- [Source text]
- Opening Delimiter -
The guy who hosts the
groups was on stage to answer questions on this particular night as well. A medical doctor. Written a bunch of
books. Good books. Books worth reading. I've read a couple myself. He had a ring on every finger,silver rings, which unnerved me. It reminded me of someone who had been a therapist in
my life in my past. Be suspicious, very suspicious of any health care provider
who wears a ring on every finger. They just
might come with side effects. Who you trying to impress? Why you
trying so hard to be cool? Don’t agree
with me? Go get five rings, if you own five rings, out of wherever you keep them, put each
one, one by one, on your fingers and see how it makes you feel.
This guy, the
physician on stage, he had a very masculine presence even though he’s not a
very big man. After the play, on stage, he was wriggling around like a football coach, preparing to give the pre-game talk to his
jocks. A not so undisguised whiff of disdain was wafting off of him and I
couldn’t figure out why. He’d agreed to be there hadn’t he?
I asked him a
question, a rather innocuous question I thought, “What personal experience had
he had that convinced him that this should be incorporated as part of his
therapeutic technique.” His response
came back with such defensiveness it was as if I’d challenged him. I wonder if he
realizes that his manner, on stage, is arrogant and defensive and maybe all
those years of working with clients reeling against “the man” had rubbed off on
him except I didn’t believe that. I believed it had always been there, right from
the beginning, and that’s his shit, entrenched and perhaps why he's able to have, such compassion, I
guess, with the addicts he treats.
But, I also wondered what his story is, the other story, the one that he tells himself when he’s
home alone right before he goes to bed at night and whether it would ever be possible
for him to just sit in a room and do nothing, be a nobody, just a human being, minus the notoriety because
eventually we will all have to be what we are, just that, flesh and blood and bones, that's it, just ask the elderly.
I wondered
why it would be okay for the doctor to take the Ayahuasca while he was hosting these retreats and I wondered why cultural misappropriation wasn't an issue for him and when he
referred to a Shaman named Dave, I didn’t even bother to suppress a laugh. Would
you go to a shaman named Dave? Where do you find Dave? In the yellow pages
under S?
- Closing Delimiter -
- [Instructions to follow] Reproduce everything from "The guy who" down to "makes you feel." in the passage about the doctor on stage, keeping every word and mark unchanged.

- [Data records]
- Opening Delimiter -
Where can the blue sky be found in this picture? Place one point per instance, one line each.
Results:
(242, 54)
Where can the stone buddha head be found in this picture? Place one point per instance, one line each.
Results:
- Closing Delimiter -
- [Result]
The guy who hosts the
groups was on stage to answer questions on this particular night as well. A medical doctor. Written a bunch of
books. Good books. Books worth reading. I've read a couple myself. He had a ring on every finger,silver rings, which unnerved me. It reminded me of someone who had been a therapist in
my life in my past. Be suspicious, very suspicious of any health care provider
who wears a ring on every finger. They just
might come with side effects. Who you trying to impress? Why you
trying so hard to be cool? Don’t agree
with me? Go get five rings, if you own five rings, out of wherever you keep them, put each
one, one by one, on your fingers and see how it makes you feel.